Tasks for this exercise
a) In the church memoir, who taught the Bible Class for teenagers?
b) Write out the part of the church memoir that opens with the words containing "One great advantage" and closes with "who were boarders.".
c) Carry the church memoir forward from its last sentence.

Extracted text

-------

One great advantage of being a day boy rather than a boarder at Brentwood School was that I was free on Sundays to attend church. It also meant that I came into regular contact with girls, something which was seriously lacking for boys who were boarders.
This, I think, was quite important for me because, as an only child, I had no sisters, but at least through the activities of the local church I was able to form healthy relationships with the opposite sex. In fact I suspect that as a teenager the girls were one of the attractions of going to church! And at Elm Park Baptist there were plenty of activities to choose from. So let’s begin by talking about the church programme.
Church programme
Unlike many churches today where there is only one meeting on a Sunday and another, perhaps, during the week, at our church something was happening every single day of the week. Of course, Sunday was the busiest day. From 10-11am the Boys’ Brigade held their Bible Class. From 11-12 there was the Morning Service.
In the afternoon there was Sunday School from 2.30-3.30 and again from 3.30-4.30, the numbers attending being so great that two separate sessions were necessary. For teenagers there was Bible Class (taught by my father) followed by a discussion group for young people held between 4 and 5pm.

-------

[Pointing dataset excerpts]

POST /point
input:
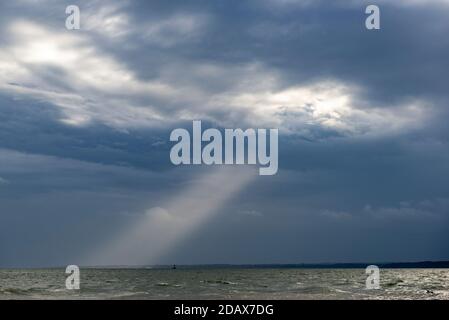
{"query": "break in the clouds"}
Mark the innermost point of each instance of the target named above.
(86, 115)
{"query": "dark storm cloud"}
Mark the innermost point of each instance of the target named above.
(80, 156)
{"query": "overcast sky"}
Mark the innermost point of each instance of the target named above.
(85, 119)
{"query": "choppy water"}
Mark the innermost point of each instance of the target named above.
(225, 284)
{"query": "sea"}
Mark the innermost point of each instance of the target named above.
(224, 283)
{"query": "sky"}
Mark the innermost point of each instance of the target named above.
(86, 115)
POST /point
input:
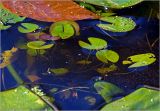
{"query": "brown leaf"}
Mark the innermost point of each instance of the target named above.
(49, 11)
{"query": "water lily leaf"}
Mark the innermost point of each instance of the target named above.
(118, 4)
(27, 27)
(118, 24)
(107, 55)
(21, 98)
(141, 99)
(49, 11)
(95, 43)
(59, 71)
(107, 90)
(105, 70)
(9, 17)
(39, 45)
(140, 60)
(64, 29)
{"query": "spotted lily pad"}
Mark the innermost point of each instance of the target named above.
(107, 90)
(142, 99)
(95, 43)
(27, 27)
(107, 55)
(59, 71)
(64, 29)
(21, 98)
(118, 24)
(39, 45)
(140, 60)
(114, 3)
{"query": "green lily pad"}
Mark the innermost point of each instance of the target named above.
(107, 55)
(21, 98)
(142, 99)
(118, 24)
(9, 17)
(118, 4)
(95, 44)
(59, 71)
(39, 45)
(140, 60)
(107, 90)
(64, 29)
(27, 27)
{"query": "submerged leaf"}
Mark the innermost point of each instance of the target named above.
(27, 27)
(118, 24)
(107, 90)
(140, 100)
(118, 4)
(59, 71)
(107, 55)
(140, 60)
(64, 29)
(95, 44)
(39, 45)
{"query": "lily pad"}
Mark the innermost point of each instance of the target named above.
(140, 60)
(118, 4)
(95, 44)
(107, 90)
(107, 55)
(39, 45)
(141, 100)
(21, 98)
(59, 71)
(64, 29)
(118, 24)
(27, 27)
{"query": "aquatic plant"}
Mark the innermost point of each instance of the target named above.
(118, 24)
(95, 44)
(107, 90)
(21, 98)
(117, 4)
(27, 27)
(141, 99)
(107, 55)
(64, 29)
(140, 60)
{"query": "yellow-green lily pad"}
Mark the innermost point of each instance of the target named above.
(117, 24)
(140, 60)
(95, 44)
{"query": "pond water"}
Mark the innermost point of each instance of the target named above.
(75, 90)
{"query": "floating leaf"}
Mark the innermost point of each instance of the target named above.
(59, 71)
(95, 44)
(140, 60)
(8, 17)
(105, 70)
(90, 100)
(119, 24)
(49, 11)
(21, 99)
(118, 4)
(107, 90)
(142, 99)
(107, 55)
(39, 45)
(83, 62)
(64, 29)
(27, 27)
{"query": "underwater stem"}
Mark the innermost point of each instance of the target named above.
(14, 74)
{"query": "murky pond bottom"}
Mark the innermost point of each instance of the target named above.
(72, 87)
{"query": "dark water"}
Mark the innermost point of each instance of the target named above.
(66, 53)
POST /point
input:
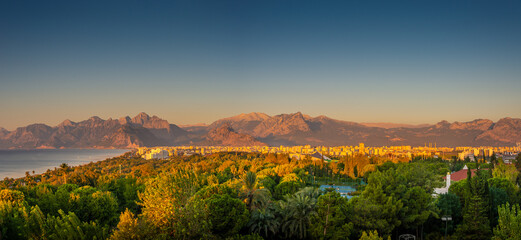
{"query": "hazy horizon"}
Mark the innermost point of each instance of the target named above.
(198, 61)
(208, 123)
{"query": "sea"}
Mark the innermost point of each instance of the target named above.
(14, 163)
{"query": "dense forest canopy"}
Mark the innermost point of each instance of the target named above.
(262, 196)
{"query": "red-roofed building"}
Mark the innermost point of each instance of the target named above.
(454, 177)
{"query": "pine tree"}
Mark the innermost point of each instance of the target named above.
(476, 224)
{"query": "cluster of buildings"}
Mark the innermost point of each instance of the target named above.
(338, 151)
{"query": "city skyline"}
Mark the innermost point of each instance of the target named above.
(193, 62)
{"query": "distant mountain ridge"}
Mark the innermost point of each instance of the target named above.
(257, 129)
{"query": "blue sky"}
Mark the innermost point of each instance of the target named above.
(198, 61)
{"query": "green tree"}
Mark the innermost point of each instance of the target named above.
(226, 215)
(254, 196)
(509, 224)
(297, 211)
(450, 205)
(264, 222)
(285, 188)
(375, 210)
(372, 235)
(163, 200)
(331, 220)
(11, 195)
(417, 208)
(476, 224)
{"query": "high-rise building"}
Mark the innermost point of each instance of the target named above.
(361, 148)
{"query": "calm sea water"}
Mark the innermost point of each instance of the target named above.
(14, 163)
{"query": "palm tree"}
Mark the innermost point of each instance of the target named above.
(297, 211)
(264, 222)
(254, 197)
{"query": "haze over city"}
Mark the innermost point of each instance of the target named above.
(192, 61)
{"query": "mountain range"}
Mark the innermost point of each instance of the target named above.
(257, 129)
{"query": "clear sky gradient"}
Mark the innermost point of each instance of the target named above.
(198, 61)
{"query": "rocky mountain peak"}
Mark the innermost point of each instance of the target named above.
(478, 124)
(224, 135)
(282, 124)
(125, 120)
(66, 123)
(141, 118)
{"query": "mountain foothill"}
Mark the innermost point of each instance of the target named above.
(257, 129)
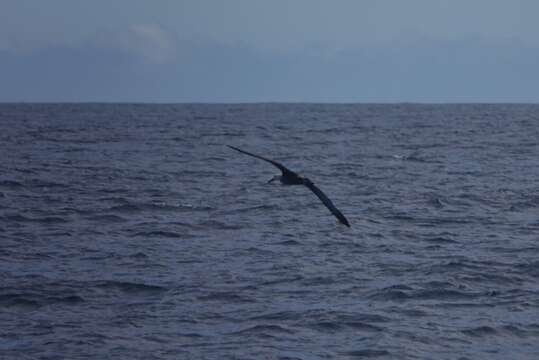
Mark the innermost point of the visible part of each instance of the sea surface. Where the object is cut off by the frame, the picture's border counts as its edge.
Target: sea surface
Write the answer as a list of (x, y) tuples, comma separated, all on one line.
[(130, 231)]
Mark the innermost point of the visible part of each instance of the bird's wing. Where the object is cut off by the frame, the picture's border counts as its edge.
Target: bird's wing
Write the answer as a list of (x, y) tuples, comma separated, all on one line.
[(326, 201), (274, 163)]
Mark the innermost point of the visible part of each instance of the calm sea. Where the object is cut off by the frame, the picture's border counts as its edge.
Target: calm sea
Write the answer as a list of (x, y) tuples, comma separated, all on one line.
[(132, 232)]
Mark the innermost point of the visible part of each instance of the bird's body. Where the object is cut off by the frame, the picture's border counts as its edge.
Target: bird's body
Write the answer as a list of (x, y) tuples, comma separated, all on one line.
[(289, 177)]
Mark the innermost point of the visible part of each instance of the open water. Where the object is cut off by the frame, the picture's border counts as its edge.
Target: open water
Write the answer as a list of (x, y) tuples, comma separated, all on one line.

-------

Answers for this exercise
a) The writer's father taught it.

b)
One great advantage of being a day boy rather than a boarder at Brentwood School was that I was free on Sundays to attend church. It also meant that I came into regular contact with girls, something which was seriously lacking for boys who were boarders.

c)
Very often we stayed at church for tea in order to be there for the 6.30 Evening Service which was then followed by a ‘sing-song’ at about 8pm. In fact, apart from going home at lunch time for the traditional Sunday roast prepared by my mother, as a teenager I was at church from 10am to 9pm every Sunday.
During the week, meetings for young people included the Boys’ Brigade, the Girls’ Life Brigade, the Young People’s Fellowship (YPF), and the Youth Club. For adults there was a midweek meeting for Prayer and Bible Study conducted by the Minister, and there were separate men’s meetings and women’s meetings too. All these activities took place on church premises. There were never any home groups in those days. That was something that became popular in the 1970s.
My personal involvement
I was personally involved in most of the activities I’ve just mentioned. This was not the result of any parental coercion. I just wanted to be there and, as I have already mentioned, on Sundays I was at church for almost the whole day. This was from the age of 14 until I was about 17. It was largely through my father’s teaching in Bible Class on Sunday afternoons that I decided to give my life to Jesus – but more of that later.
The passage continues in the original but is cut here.